[Start of Document segment]
This opinion will be unpublished and
may not be cited except as provided by
Minn. Stat. § 480A.08, subd. 3 (2002).
STATE OF MINNESOTA
IN COURT OF APPEALS
State of Minnesota,
Filed March 9, 2004
Gordon W. Shumaker, Judge
Dakota County District Court
File No. KX-02-1917
Mike Hatch, Attorney General, 1800 NCL Tower, 445 Minnesota Street, St. Paul, MN 55101-2134; and
James C. Backstrom, Dakota County Attorney, Shirley A. Leko, Assistant Dakota County Attorney, Dakota County Judicial Center, 1560 Highway 55, Hastings, MN 55033 (for respondent)
Bradford Colbert, 875 Summit Avenue, Room 254, St. Paul, MN 55105 (for appellant)
Considered and decided by Kalitowski, Presiding Judge; Shumaker, Judge; and Minge, Judge.
GORDON W. SHUMAKER, Judge
Appellant contends that, in his trial for aggravated robbery, he should have been allowed to introduce reverse‑Spreigl evidence on the issue of identity. He also raises issues in his pro se brief regarding the propriety of the verdict and the effectiveness of his trial counsel. Although the exclusion of the reverse‑Spreigl evidence was error, the error was harmless beyond a reasonable doubt. Further, appellant’s pro se arguments are without merit. Accordingly, we affirm.
[End of Document segment]
◆ **Set problem**:
Copy everything in the opinion from "Bradford Colbert, 875" down to "Accordingly, we affirm.", switching "aggravated robbery" to "first-degree burglary".
[Start of Dataset excerpts]
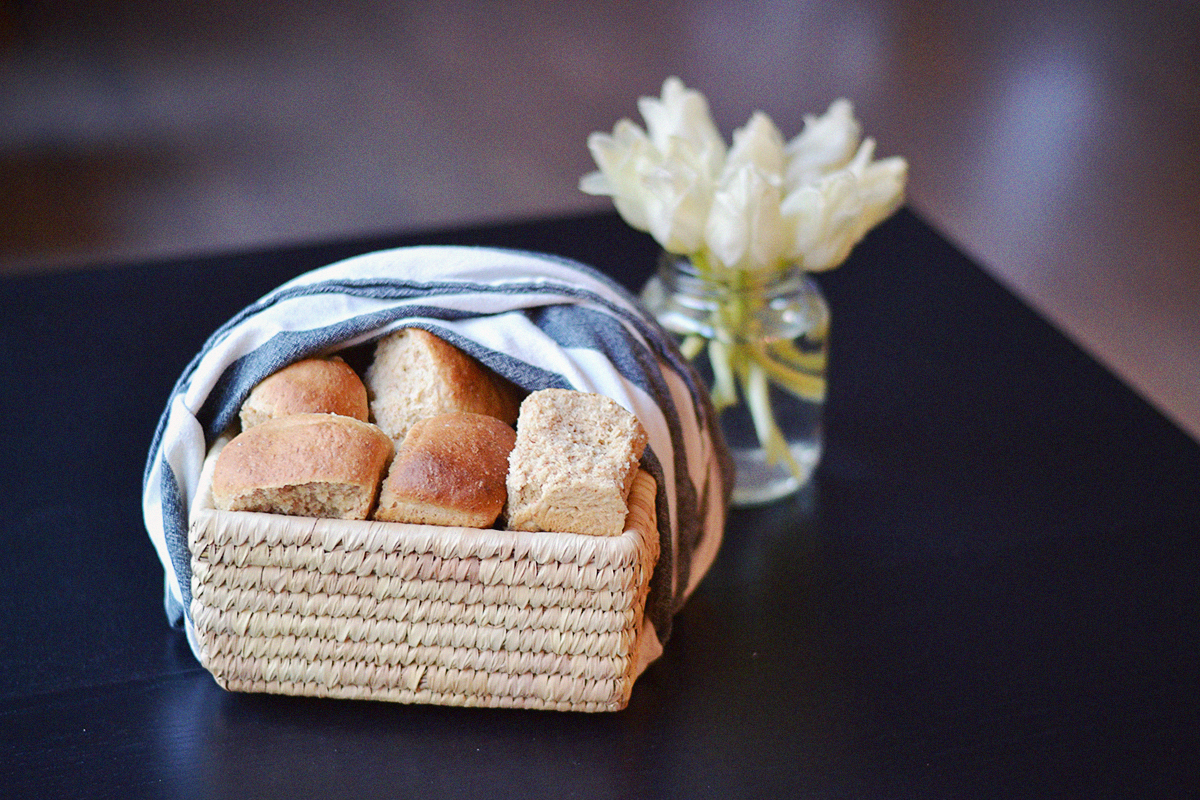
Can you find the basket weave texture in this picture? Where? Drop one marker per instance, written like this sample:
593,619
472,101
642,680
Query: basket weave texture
421,613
[End of Dataset excerpts]
◆ **Solution for this exercise**:
Bradford Colbert, 875 Summit Avenue, Room 254, St. Paul, MN 55105 (for appellant)
Considered and decided by Kalitowski, Presiding Judge; Shumaker, Judge; and Minge, Judge.
GORDON W. SHUMAKER, Judge
Appellant contends that, in his trial for first-degree burglary, he should have been allowed to introduce reverse‑Spreigl evidence on the issue of identity. He also raises issues in his pro se brief regarding the propriety of the verdict and the effectiveness of his trial counsel. Although the exclusion of the reverse‑Spreigl evidence was error, the error was harmless beyond a reasonable doubt. Further, appellant’s pro se arguments are without merit. Accordingly, we affirm.